*** Opening of Exercise text ***

American fears regarding a widespread Ebola outbreak have calmed since the days of Thomas Duncan, but a new report out of Sierra Leone proves that this is still a clear and present danger to mankind. The report – filed by the Africa Governance Initiative – showed that the virus is spreading nine times faster than it was in September in the badly-afflicted country. The report comes at the same time that the World Health Organization advises that the rate of new cases is leveling off. Of course, this isn’t the first time we’ve heard conflicting stories about Ebola.
Nick Thompson, AGI’s chief executive, gave BBC news a reason for the disparity. “What we’re seeing is a varied picture across the country. There are areas where it’s still going up quite dramatically.” Thompson said that the rural areas of Sierra Leone are being hit much harder than the urban ones.
As of the end of October, 4,951 people have died from Ebola in the latest outbreak. Only one American has thus far been among them.
Selfishness From the Selfless
Much of the American focus over the past week has been on nurse Kati Hickox, who made herself a national pariah by refusing the accept a New Jersey quarantine upon returning from West Africa. After getting back to her home in Maine, local officials attempted to have a judge force her to stay indoors for the 21-day incubation period. Though the judge eventually ruled in her favor, Hickox didn’t wait for permission before heading out on at least one bike ride.
Explaining her actions on Monday, Hickox insisted that she “had no choice but to fight back” when she realized “these policies are being made by politicians, really not the experts in the field.” However, Hickox continues to rightfully draw America’s scorn, as many are unconvinced that the nation’s leadership – exemplified by Obama and the CDC – is erring on the side of caution.
It Ain’t Over Yet
While things still look bleak in West Africa, Americans are starting to let the worst of the panic fade. That’s a good thing, but it’s important to remember that we’re not out of the woods yet. When Thomas Duncan infected two of his attending nurses, it looked like things could quickly spiral out of control. With that settled, there is hope that we may one day look back at the big American Ebola scare as a minor bit of 2014 trivia.
But we can’t afford to forget that the disease continues to kill thousands across the Atlantic. And with travel to and from West Africa still relatively unrestricted, it could only be a matter of time before we see another Thomas Duncan. This is especially true if American officials let their guard down. And an Ebola outbreak in December or January could prove every bit as dangerous as one in October.
Drug manufacturers are working diligently to produce medicines and vaccines against the current strain, but those efforts may not come to fruition in time to block an epidemic. Even as we slowly allow Ebola to slip off the front page, we need to be wary. Even a single undetected infection could have dire ramifications.

*** Close of Exercise text ***

Exercises to complete
1. According to the Ebola article, how many people had died in the latest outbreak as of the end of October?
2. In the Ebola article, what reason does Nick Thompson give for the disparity between the AGI report and the World Health Organization's view? Answer in one to three sentences.
3. Retype the stretch of the Ebola article from "It Ain’t Over" through "of 2014 trivia.".
The records have nothing to do with the Ebola article.

*** Opening of Data listing ***

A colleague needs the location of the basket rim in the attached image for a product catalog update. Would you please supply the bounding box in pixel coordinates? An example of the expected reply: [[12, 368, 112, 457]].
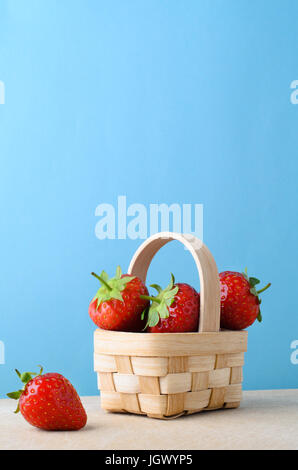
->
[[94, 329, 248, 357]]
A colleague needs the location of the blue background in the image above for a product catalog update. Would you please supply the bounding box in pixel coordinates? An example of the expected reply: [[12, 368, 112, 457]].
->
[[0, 0, 298, 396]]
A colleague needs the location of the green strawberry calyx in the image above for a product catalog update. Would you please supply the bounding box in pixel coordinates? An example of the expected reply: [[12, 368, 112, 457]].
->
[[91, 266, 135, 309], [242, 268, 271, 322], [6, 366, 43, 413], [140, 274, 179, 329]]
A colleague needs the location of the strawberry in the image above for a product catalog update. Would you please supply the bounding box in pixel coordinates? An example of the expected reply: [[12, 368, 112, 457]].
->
[[7, 368, 87, 431], [89, 266, 149, 331], [141, 274, 200, 333], [219, 269, 271, 330]]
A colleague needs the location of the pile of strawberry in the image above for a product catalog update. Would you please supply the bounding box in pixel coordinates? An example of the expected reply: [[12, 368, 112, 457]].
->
[[8, 267, 270, 431], [89, 267, 271, 333]]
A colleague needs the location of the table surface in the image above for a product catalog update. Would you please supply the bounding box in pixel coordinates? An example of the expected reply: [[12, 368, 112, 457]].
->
[[0, 390, 298, 450]]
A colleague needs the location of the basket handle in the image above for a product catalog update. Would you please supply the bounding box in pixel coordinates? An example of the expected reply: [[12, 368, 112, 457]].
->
[[128, 232, 220, 332]]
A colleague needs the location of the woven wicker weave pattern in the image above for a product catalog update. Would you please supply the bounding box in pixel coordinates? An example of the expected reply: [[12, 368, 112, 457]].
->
[[94, 352, 244, 418]]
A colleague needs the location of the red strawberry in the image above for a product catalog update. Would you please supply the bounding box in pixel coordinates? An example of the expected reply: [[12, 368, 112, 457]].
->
[[89, 266, 149, 331], [219, 270, 271, 330], [7, 368, 87, 431], [141, 274, 200, 333]]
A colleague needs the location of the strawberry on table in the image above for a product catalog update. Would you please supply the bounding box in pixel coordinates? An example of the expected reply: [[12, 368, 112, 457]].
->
[[89, 266, 149, 332], [7, 368, 87, 431], [219, 269, 271, 330], [141, 274, 200, 333]]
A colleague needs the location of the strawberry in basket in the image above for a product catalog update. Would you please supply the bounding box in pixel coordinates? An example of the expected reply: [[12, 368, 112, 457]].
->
[[141, 274, 200, 333], [219, 269, 271, 330], [89, 266, 149, 332]]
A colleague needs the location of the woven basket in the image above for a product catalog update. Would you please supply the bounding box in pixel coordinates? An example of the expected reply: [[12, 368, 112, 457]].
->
[[94, 233, 247, 419]]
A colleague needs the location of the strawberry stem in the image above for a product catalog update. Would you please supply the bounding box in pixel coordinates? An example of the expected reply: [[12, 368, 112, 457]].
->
[[257, 282, 271, 295], [140, 295, 161, 304], [91, 273, 112, 291]]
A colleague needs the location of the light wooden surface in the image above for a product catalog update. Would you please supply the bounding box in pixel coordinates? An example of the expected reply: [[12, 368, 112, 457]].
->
[[128, 232, 220, 332], [0, 390, 298, 450], [94, 329, 247, 356]]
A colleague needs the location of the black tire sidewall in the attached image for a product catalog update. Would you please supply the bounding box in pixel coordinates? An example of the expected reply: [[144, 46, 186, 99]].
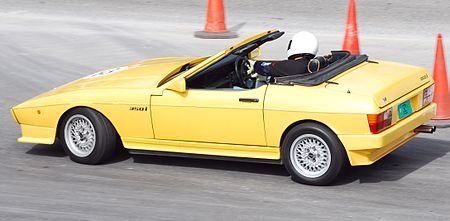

*** Close of Data listing ***

Task-by-task results
1. 4,951 people had died.

2. Thompson says the picture varies across Sierra Leone, with some areas where the virus is still rising quite dramatically. The rural areas are being hit much harder than the urban ones.

3.
It Ain’t Over Yet
While things still look bleak in West Africa, Americans are starting to let the worst of the panic fade. That’s a good thing, but it’s important to remember that we’re not out of the woods yet. When Thomas Duncan infected two of his attending nurses, it looked like things could quickly spiral out of control. With that settled, there is hope that we may one day look back at the big American Ebola scare as a minor bit of 2014 trivia.